- **Task set**
1. In the Vanity Fair magazine description below, condense the paragraph beginning "Smart, stylish, and voraciously interested" into a short bulleted list that keeps its main facts.
2. Using the Vanity Fair magazine description below, decide whether each statement agrees with it. For each one, answer yes or no and quote the deciding words.
(a) Jennifer Lopez is among the former Spotlight discoveries.
(b) The Proust Questionnaire features the same celebrity every month.
(c) Fairground is a pictorial feature.

Vanity Fair Hollywood Issue, 2008
Smart, stylish, and voraciously interested in the world, Vanity Fair readers have an extraordinary ability to discern what is truly worth their time, attention, and money. It is essential for Vanity Fair readers to be conversant in a wide range of topics—from global issues, economics, and travel, to beauty, fashion, and entertainment—and they pursue the knowledge of these subjects with an unusual intensity. Vanity Fair readers actively seek out friends and colleagues with whom they share ideas and experiences, creating a diverse and eclectic network of peers. Known for its ability to "ignite a dinner party at 50 yards," Vanity Fair is meant for readers who enjoy expert-level knowledge and lively, spirited debate.

What You Can Expect in Each Issue:
  • Fanfair: Vanity Fair's monthly guide to truly unique and talked-about cultural events around the world, hot new CD's, books, and films; groundbreaking art and design; exhibitions and theatrical events; fashion, beauty, and travel trends.
  • Fairground: The magazine brings its discriminating eye into the world's most exclusive events, capturing candid snapshots of the culture's rich, famous, and iconic. This pictorial feature goes around the world, one party at a time.
  • Columns: Insightful essays by distinguished writers, such as Dominick Dunne, James Wolcott, and Michael Wolff, cover the most relevant topics of the day. These investigations on crime, politics, business, society, the media, and current events are often touted on the cover and have a dedicated following.
  • Vanities: Short takes on today's most compelling personalities, Vanities is a reader favorite, incorporating splashy graphics and quick wit.
  • Spotlight: Spotlight shines a light on the stars of the future. Former discoveries include Catherine Zeta-Jones, Jennifer Lopez, Leonardo DiCaprio, and Gwyneth Paltrow, all before they made it big.
  • Proust Questionnaire: An update of the 19th-century parlor game, this classic Q&A features a different celebrity subject every month.
  • Features: In-depth, award-winning stories about entertainment, the arts, business, politics, fashion, design, and more, are at the heart of the magazine each month.
Past Issues:

Contributors:
With every issue, Vanity Fair allows its contributors the freedom to indulge in extraordinary storytelling, making it a destination for the world's most renowned photographers and award-winning journalists, such as Marie Brenner, Bryan Burrough, Bob Colacello, Amy Fine Collins, Dominick Dunne, Christopher Hitchens, Sebastian Junger, William Langewiesche, Maureen Orth, Todd Purdum, James Wolcott, and Michael Wolff; and photographers such as Jonathan Becker, Harry Benson, Patrick Demarchelier, Todd Eberle, Larry Fink, Jonas Karlsson, Annie Leibovitz, Tim Hetherington, Norman Jean Roy, Mark Seliger, Mario Testino, and Bruce Weber.

- **Supplied information**
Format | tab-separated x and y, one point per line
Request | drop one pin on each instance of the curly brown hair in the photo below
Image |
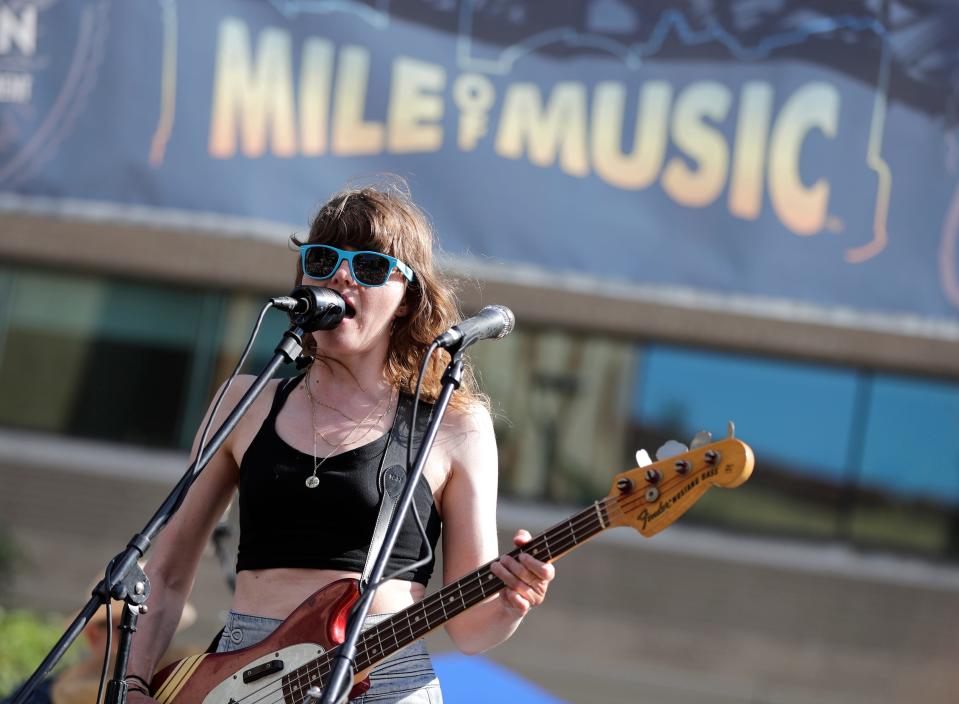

- **Solved tasks**
1.
- Vanity Fair readers are smart, stylish, and very curious about the world, and they are good at judging what deserves their time, attention, and money.
- They need to be conversant in many topics, from global issues, economics, and travel to beauty, fashion, and entertainment, and they study these subjects with unusual intensity.
- They seek out friends and colleagues to share ideas and experiences with, which builds a diverse, eclectic network of peers.
- The magazine is known for its ability to "ignite a dinner party at 50 yards" and is meant for readers who enjoy expert-level knowledge and lively debate.

2.
(a) Yes: "Former discoveries include Catherine Zeta-Jones, Jennifer Lopez, Leonardo DiCaprio, and Gwyneth Paltrow"
(b) No: "features a different celebrity subject every month"
(c) Yes: "This pictorial feature goes around the world, one party at a time."